• ACTIVITY: The data that follows is to be given again, exactly as written.
[Start of Attachment]
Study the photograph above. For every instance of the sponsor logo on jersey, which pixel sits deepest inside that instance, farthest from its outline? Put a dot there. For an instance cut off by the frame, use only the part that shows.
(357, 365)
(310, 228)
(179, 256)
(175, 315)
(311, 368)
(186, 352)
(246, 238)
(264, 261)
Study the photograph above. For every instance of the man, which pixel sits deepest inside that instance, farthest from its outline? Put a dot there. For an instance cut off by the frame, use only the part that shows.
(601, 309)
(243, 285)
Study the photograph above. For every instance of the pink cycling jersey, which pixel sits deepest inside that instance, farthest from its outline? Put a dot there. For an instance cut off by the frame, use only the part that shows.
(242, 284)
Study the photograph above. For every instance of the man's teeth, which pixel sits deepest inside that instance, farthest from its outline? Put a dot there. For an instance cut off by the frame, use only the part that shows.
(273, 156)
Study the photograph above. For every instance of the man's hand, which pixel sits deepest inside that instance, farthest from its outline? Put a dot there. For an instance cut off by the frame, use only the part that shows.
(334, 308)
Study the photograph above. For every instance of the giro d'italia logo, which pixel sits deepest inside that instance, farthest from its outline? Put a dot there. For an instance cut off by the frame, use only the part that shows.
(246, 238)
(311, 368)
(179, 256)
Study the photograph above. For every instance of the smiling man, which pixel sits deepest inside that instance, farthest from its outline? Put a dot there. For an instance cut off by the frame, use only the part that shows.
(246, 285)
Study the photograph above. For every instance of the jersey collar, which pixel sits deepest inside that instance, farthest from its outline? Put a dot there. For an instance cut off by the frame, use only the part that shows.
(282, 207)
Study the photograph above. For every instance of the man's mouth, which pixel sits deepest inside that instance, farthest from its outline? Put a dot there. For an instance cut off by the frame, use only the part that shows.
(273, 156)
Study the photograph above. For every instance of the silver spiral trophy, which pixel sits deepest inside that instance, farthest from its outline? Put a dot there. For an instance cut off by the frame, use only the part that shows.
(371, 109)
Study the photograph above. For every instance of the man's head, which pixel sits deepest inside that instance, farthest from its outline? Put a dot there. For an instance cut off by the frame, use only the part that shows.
[End of Attachment]
• RESULT:
Study the photograph above. For every instance of the sponsor logo on jersey, which pixel sits deepest inside that instance, farthest from its outline? Put a dot there. For an instance cut off by the frame, use only the part that shows.
(357, 365)
(310, 228)
(179, 256)
(175, 315)
(311, 368)
(186, 352)
(246, 238)
(264, 261)
Study the photograph above. For every instance of the man, which pixel sits deepest inside that instance, farthest from its outline? Put a dot there. For an instance cut off by the frame, use only the part that shows.
(601, 309)
(243, 285)
Study the photograph above. For every instance of the pink cycling jersey, which pixel sits deepest inside that instance, farthest from its outline? Put a dot there. For an instance cut off by the frame, use only the part that shows.
(242, 284)
Study the photograph above. For every instance of the man's teeth, which pixel sits deepest inside that instance, farthest from its outline? Put a dot there. For an instance cut off by the frame, use only the part that shows.
(273, 156)
Study the photograph above. For every instance of the man's hand, which pixel sits deepest inside that instance, farthest from its outline? Put a dot there. For an instance cut off by the frame, use only the part that shows.
(334, 308)
Study the photograph above. For every instance of the giro d'italia logo, which pixel sits deepest inside that instance, farthest from its outline? Put a dot there. For an instance cut off by the frame, use only the part that shows.
(246, 238)
(311, 368)
(179, 256)
Study the photograph above. For every instance of the smiling man, which pixel sits deepest inside that instance, farthest from its outline? Put a dot there. For an instance cut off by the frame, use only the part that shows.
(246, 285)
Study the photograph above. For every instance of the jersey collar, which pixel sits deepest inside that instance, farthest from its outline? Put a dot there. For an instance cut off by the frame, use only the part that shows.
(282, 207)
Study the photograph above. For every instance of the man's mouth, which pixel sits deepest inside that instance, farthest from its outline? Put a dot there. For an instance cut off by the frame, use only the part that shows.
(273, 156)
Study the photograph above. For every instance of the silver spiral trophy, which pixel sits deepest inside that instance, farthest from its outline? Put a dot there. For an instance cut off by the frame, use only the part that shows.
(371, 109)
Study the photograph above. For every instance of the man's head, which pixel sits deepest inside that instance, farthest from its outline? Put a dot there. For an instance cut off by the frame, use only the part that shows.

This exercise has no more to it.